**DIRECTIONS:**
A – Reproduce the flash EEPROM passage between "Because of variations" and "as 3 volts.", inclusive.
B – According to the flash EEPROM passage, what steps make up the intelligent erase technique? List them in order.
C – Decide whether each statement agrees with the flash EEPROM passage. Answer yes or no, and quote the deciding words. (i) The split gate is formed by letting the control gate overlap the drain region. (ii) Intelligent erase begins by programming every cell of the array. (iii) A split gate makes the flash EEPROM cell larger.

**GIVEN PASSAGE:**
Because of variations in process and erase timing, the flash EEPROM cells may not erase at the same rate. Therefore, the floating gate threshold voltages may differ by 2 volts or more after aft erase operation. A wide distribution of threshold voltages reduces margins and limits the ability of the flash EEPROM array to function properly and reliably at low power supply voltages, such as 3 volts.
Several techniques have been developed to correct, and to prevent, over erasure of flash EEPROM cells and to converge the V.sub.T distribution of the floating gate transistors within a predetermined voltage range. One common technique used to prevent over-erasure is known as intelligent erase. To perform an intelligent erase, all of the flash EEPROM cells of the array are first programmed. Then, the cells are gradually erased in steps using an erase pulse of relatively short duration. After the application of each erase pulse, a verification step is used to check the V.sub.T to determine if the V.sub.T has been sufficiently reduced. The erase and verify steps are repeated until none of the cells register a programmed response to the verification step. This technique is generally effective, however it is time consuming and adds complexity to the flash EEPROM.
Another technique for preventing over-erasure is to form a split gate on the source side of the floating gate transistor which maintains the cell in enhancement mode even when the floating gate is driven into depletion. The split gate functions in a manner similar to a select transistor in an EEPROM to limit drain-source current during erasure. The split gate is formed by allowing the control gate to overlap the source region of the floating gate transistor. Having a split gate eliminates the problem of over-erasure, but increases the size of the flash EEPROM cell, which limits the number of flash EEPROM cells that can be included in a single flash EEPROM array of a given density. An example of a split gate flash EEPROM cell is described in U.S. Pat. No. 5,130,769, "Nonvolatile Memory Cell", issued to Kuo et al. on Jul. 14, 1992.

(Data excerpts)
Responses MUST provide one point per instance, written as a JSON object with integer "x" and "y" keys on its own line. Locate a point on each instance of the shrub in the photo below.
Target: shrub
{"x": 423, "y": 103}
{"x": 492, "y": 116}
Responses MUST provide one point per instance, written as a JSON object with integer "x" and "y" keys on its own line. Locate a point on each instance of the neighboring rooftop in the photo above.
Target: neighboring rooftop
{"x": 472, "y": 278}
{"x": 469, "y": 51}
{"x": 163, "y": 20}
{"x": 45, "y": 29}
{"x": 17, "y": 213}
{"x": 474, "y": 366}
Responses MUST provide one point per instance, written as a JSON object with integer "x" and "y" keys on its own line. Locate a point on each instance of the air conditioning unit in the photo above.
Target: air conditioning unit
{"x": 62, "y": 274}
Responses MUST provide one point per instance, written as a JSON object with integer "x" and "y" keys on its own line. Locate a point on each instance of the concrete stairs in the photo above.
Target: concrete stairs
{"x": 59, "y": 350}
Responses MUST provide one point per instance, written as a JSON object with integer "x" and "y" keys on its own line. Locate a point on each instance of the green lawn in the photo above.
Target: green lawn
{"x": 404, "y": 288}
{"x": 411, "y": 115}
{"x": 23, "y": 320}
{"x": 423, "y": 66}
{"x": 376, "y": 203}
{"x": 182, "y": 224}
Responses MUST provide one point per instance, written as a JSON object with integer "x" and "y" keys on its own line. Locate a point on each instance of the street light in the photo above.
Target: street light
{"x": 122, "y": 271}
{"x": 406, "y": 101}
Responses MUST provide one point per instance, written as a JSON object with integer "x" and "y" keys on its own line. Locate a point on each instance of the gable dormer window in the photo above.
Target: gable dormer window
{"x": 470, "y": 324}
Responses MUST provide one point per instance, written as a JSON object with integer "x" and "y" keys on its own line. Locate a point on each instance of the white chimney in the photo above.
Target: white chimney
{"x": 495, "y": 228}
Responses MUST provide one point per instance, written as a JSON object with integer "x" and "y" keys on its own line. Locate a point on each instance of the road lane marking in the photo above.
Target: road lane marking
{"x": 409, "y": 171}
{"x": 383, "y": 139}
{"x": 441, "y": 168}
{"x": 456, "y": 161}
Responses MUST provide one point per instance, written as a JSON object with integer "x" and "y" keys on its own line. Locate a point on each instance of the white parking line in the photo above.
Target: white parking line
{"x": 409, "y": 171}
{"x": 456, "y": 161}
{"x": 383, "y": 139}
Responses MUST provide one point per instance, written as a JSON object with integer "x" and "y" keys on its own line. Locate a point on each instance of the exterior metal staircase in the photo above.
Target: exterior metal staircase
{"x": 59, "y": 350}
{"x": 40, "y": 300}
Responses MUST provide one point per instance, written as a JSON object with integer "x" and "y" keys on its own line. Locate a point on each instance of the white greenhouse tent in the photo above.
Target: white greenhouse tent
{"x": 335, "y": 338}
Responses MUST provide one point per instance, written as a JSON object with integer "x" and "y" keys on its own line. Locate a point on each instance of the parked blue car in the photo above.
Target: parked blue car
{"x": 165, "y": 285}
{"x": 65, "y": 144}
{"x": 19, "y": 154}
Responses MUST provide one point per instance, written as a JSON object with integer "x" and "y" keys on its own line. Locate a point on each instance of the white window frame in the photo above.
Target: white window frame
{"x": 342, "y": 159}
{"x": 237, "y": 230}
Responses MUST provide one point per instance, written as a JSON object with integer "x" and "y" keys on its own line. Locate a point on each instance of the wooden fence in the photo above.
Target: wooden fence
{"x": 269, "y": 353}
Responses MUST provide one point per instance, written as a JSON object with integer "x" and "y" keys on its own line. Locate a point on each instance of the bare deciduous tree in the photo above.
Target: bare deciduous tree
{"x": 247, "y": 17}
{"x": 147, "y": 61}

**RESULTS FOR THE EXERCISE:**
A –
Because of variations in process and erase timing, the flash EEPROM cells may not erase at the same rate. Therefore, the floating gate threshold voltages may differ by 2 volts or more after aft erase operation. A wide distribution of threshold voltages reduces margins and limits the ability of the flash EEPROM array to function properly and reliably at low power supply voltages, such as 3 volts.

B –
1. All of the flash EEPROM cells of the array are first programmed.
2. The cells are gradually erased in steps using an erase pulse of relatively short duration.
3. After each erase pulse, a verification step checks the V.sub.T to determine if it has been sufficiently reduced.
4. The erase and verify steps are repeated until none of the cells register a programmed response to the verification step.

C –
(i) No. "The split gate is formed by allowing the control gate to overlap the source region of the floating gate transistor."
(ii) Yes. "To perform an intelligent erase, all of the flash EEPROM cells of the array are first programmed."
(iii) Yes. "Having a split gate eliminates the problem of over-erasure, but increases the size of the flash EEPROM cell"